Source data

>>

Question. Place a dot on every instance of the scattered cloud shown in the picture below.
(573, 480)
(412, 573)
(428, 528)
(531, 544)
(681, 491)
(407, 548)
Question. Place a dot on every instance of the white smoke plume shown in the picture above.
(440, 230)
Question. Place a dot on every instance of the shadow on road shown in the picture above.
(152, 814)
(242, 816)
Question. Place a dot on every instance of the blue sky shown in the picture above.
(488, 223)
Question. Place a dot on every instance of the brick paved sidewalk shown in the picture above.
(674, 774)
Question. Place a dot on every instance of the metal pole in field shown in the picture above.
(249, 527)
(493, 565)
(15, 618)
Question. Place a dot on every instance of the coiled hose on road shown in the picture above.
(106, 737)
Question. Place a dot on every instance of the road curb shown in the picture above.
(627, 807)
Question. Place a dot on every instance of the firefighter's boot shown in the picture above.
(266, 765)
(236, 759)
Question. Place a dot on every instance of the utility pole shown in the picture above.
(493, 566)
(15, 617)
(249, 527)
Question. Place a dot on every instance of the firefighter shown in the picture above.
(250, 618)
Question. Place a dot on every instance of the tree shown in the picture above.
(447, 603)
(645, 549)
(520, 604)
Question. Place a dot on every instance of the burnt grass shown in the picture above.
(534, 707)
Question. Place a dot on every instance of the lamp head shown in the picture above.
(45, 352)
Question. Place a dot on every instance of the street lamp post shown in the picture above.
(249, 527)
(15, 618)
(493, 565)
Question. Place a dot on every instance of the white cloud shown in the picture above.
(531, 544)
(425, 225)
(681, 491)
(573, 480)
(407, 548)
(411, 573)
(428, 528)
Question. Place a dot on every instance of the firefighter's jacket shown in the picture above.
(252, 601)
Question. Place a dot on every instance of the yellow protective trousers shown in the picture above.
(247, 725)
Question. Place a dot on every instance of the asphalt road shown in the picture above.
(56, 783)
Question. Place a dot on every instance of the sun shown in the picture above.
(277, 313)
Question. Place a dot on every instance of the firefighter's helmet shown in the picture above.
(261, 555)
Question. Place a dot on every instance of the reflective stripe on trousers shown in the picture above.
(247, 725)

<<

From the first line to the last, retype the data exactly.

◆ **Task output**
Question. Place a dot on every instance of the scattered cloud shown in the picture below.
(573, 480)
(412, 573)
(428, 528)
(531, 544)
(681, 491)
(407, 548)
Question. Place a dot on every instance of the white smoke plume shown in the picture above.
(440, 230)
Question. Place a dot on every instance of the shadow on road shown in the picture above.
(152, 814)
(242, 816)
Question. Place a dot on every instance of the blue sky shown in the picture above.
(488, 223)
Question. Place a dot on every instance of the brick paved sidewalk shown in the picture above.
(674, 774)
Question. Place a dot on every instance of the metal pole in field shown in the picture above.
(249, 527)
(493, 565)
(15, 618)
Question. Place a dot on every instance of the coiled hose on road shown in the picture above.
(106, 737)
Question. Place a dot on every instance of the road curb shown in the picture above.
(627, 807)
Question. Place a dot on every instance of the firefighter's boot shown in the picture above.
(266, 765)
(236, 759)
Question. Place a dot on every instance of the utility pole shown in the picture above.
(493, 566)
(15, 617)
(249, 527)
Question. Place a dot on every instance of the firefighter shown in the picture above.
(250, 618)
Question. Place a dot on every instance of the tree shown in the picture above.
(447, 603)
(645, 549)
(520, 604)
Question. Place a dot on every instance of the burnt grass shown in the picture above.
(534, 707)
Question. Place a dot on every instance of the lamp head shown in the picture above.
(45, 352)
Question. Place a dot on every instance of the street lamp post shown in the picture above.
(249, 527)
(15, 618)
(493, 565)
Question. Place a dot on every instance of the white cloud shown in the picture above.
(531, 544)
(425, 225)
(681, 491)
(573, 480)
(407, 548)
(411, 573)
(428, 528)
Question. Place a dot on every instance of the firefighter's jacket shown in the picture above.
(252, 601)
Question. Place a dot on every instance of the yellow protective trousers shown in the picture above.
(247, 725)
Question. Place a dot on every instance of the asphalt road shown in the picture above.
(56, 783)
Question. Place a dot on every instance of the sun shown in the picture above.
(277, 313)
Question. Place a dot on every instance of the firefighter's helmet shown in the picture above.
(261, 555)
Question. Place a dot on every instance of the reflective stripe on trousers shown in the picture above.
(247, 725)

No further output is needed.